### Challenge
Put the lines of the material into a JSON list of strings, one string per line with blank lines skipped, starting at the line that contains "of the tower" and ending at the final line of the material. Leave the pictures out of the list.

### Records for this task

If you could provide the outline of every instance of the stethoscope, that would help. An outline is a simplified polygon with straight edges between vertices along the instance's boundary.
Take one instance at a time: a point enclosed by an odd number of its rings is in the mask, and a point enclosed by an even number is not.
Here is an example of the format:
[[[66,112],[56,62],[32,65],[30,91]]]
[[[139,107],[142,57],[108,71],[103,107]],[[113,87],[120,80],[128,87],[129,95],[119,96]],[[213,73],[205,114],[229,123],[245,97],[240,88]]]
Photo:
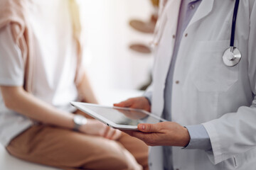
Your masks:
[[[235,23],[238,11],[239,1],[240,0],[235,0],[235,3],[234,13],[232,21],[230,47],[224,52],[223,56],[223,62],[228,67],[235,66],[239,63],[242,57],[241,52],[236,47],[234,46]]]

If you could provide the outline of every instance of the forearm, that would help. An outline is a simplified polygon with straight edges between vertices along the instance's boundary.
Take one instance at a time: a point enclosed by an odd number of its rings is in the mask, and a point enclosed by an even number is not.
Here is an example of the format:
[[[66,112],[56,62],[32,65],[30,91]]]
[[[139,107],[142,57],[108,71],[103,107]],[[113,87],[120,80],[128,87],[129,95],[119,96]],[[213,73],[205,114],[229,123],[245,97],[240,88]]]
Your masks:
[[[58,110],[25,91],[22,87],[1,86],[7,108],[46,124],[73,128],[73,114]]]
[[[81,82],[78,86],[78,90],[80,96],[82,96],[85,102],[91,103],[98,103],[85,73],[84,73]]]

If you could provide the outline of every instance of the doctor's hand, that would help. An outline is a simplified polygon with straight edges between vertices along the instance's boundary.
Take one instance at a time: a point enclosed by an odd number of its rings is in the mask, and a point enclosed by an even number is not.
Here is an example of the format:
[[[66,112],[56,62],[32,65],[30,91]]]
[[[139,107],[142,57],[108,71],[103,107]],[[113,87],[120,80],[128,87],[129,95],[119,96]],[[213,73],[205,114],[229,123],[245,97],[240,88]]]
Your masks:
[[[131,98],[119,103],[114,103],[114,106],[122,108],[139,108],[150,112],[151,106],[145,97]]]
[[[174,122],[138,125],[139,131],[122,130],[149,146],[186,147],[190,141],[188,130]]]
[[[120,130],[113,129],[95,119],[87,119],[87,123],[80,127],[80,131],[113,140],[117,140],[122,134]]]

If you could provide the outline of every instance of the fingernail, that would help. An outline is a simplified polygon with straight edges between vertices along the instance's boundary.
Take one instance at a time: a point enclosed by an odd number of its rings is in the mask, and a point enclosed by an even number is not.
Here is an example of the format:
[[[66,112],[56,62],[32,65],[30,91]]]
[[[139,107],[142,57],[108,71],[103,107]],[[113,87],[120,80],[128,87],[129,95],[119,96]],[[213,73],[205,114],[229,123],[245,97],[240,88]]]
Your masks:
[[[142,130],[145,130],[145,125],[141,125],[140,127],[141,127]]]

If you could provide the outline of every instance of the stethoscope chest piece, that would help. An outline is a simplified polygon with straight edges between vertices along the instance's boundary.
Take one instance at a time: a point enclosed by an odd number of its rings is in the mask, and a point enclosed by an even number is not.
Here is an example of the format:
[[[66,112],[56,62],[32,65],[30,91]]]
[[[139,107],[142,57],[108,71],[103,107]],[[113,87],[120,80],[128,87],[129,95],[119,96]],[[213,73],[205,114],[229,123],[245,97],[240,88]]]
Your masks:
[[[223,54],[224,64],[228,67],[233,67],[239,63],[242,57],[241,52],[236,47],[228,48]]]

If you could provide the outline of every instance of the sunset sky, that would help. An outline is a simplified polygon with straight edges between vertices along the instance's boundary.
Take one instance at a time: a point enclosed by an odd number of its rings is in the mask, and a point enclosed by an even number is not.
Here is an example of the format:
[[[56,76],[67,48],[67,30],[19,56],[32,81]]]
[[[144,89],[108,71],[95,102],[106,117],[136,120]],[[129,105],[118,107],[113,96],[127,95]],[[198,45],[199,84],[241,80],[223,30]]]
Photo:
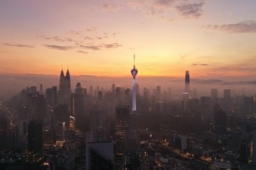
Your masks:
[[[253,80],[255,0],[1,0],[0,73]]]

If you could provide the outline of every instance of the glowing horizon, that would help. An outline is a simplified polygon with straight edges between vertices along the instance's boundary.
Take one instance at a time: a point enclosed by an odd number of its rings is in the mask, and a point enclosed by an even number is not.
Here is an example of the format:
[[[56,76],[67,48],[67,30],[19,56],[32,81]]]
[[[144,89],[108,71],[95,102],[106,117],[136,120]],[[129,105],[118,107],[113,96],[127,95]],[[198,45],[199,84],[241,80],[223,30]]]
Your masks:
[[[1,1],[0,74],[256,77],[255,1],[72,2]]]

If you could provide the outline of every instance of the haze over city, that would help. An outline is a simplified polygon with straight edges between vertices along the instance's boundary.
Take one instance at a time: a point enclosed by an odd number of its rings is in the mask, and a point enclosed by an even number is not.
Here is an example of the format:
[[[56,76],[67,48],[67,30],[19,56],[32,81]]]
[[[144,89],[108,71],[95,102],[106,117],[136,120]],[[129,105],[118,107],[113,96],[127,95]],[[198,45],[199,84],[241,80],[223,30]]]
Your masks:
[[[256,1],[0,2],[0,169],[256,170]]]
[[[2,1],[1,74],[252,80],[255,1]],[[246,76],[246,77],[245,77]]]

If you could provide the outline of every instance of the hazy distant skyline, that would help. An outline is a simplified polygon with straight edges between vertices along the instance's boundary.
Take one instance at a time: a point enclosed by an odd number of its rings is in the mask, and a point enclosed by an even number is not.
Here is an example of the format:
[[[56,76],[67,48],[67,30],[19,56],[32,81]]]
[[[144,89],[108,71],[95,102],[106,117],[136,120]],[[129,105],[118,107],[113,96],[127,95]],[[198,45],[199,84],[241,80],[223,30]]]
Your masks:
[[[255,1],[0,2],[0,74],[253,80]]]

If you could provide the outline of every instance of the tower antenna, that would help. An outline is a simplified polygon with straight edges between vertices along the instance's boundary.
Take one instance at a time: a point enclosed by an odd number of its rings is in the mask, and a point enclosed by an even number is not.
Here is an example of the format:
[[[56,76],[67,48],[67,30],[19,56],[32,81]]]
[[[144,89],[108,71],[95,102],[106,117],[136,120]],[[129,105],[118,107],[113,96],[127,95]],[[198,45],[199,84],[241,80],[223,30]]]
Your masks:
[[[133,67],[135,68],[135,54],[133,54]]]

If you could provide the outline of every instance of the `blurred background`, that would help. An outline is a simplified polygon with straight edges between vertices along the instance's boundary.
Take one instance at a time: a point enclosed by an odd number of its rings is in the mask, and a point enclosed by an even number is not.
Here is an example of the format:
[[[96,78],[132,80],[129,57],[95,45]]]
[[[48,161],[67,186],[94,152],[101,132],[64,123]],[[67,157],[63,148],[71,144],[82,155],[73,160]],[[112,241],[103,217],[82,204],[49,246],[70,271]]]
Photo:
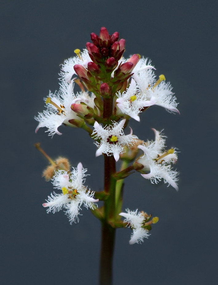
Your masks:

### Result below
[
  "If you could provide the outline of every instance of the tower antenna, that would help. An outline is a simplified polygon with straight edges between vertices along the instance's boundary.",
  "Take one instance at a time: a point enclosed by an odd number of its rings is in the mask, and a point enclosed by an even number is not.",
  "Here is an example of the format:",
  "[[[56,76],[67,48],[67,30],[19,56],[32,81]]]",
  "[[[144,89],[108,71],[95,102],[106,117],[136,120]],[[129,105],[118,107],[113,96],[127,95]],[[198,45],[199,84],[241,80],[223,30]]]",
  "Your masks:",
  "[[[133,67],[135,68],[135,54],[133,54]]]",
  "If you could provide the outline of every instance of the `blurred background`, that would help. An outline is a simplified polygon with straight edges between vertices along the instance's boundary.",
  "Take one instance at a time: a point enclosed by an odd number of its rings is in the mask, and a point enclosed by an even number is not.",
  "Here is an example of the format:",
  "[[[96,78],[132,80],[129,57],[95,45]]]",
  "[[[48,161],[67,186],[94,152],[101,132],[64,123]],[[67,157],[63,148],[71,144],[82,155],[73,160]],[[112,241],[103,217],[82,204],[49,246],[70,271]]]",
  "Photo:",
  "Your masks:"
]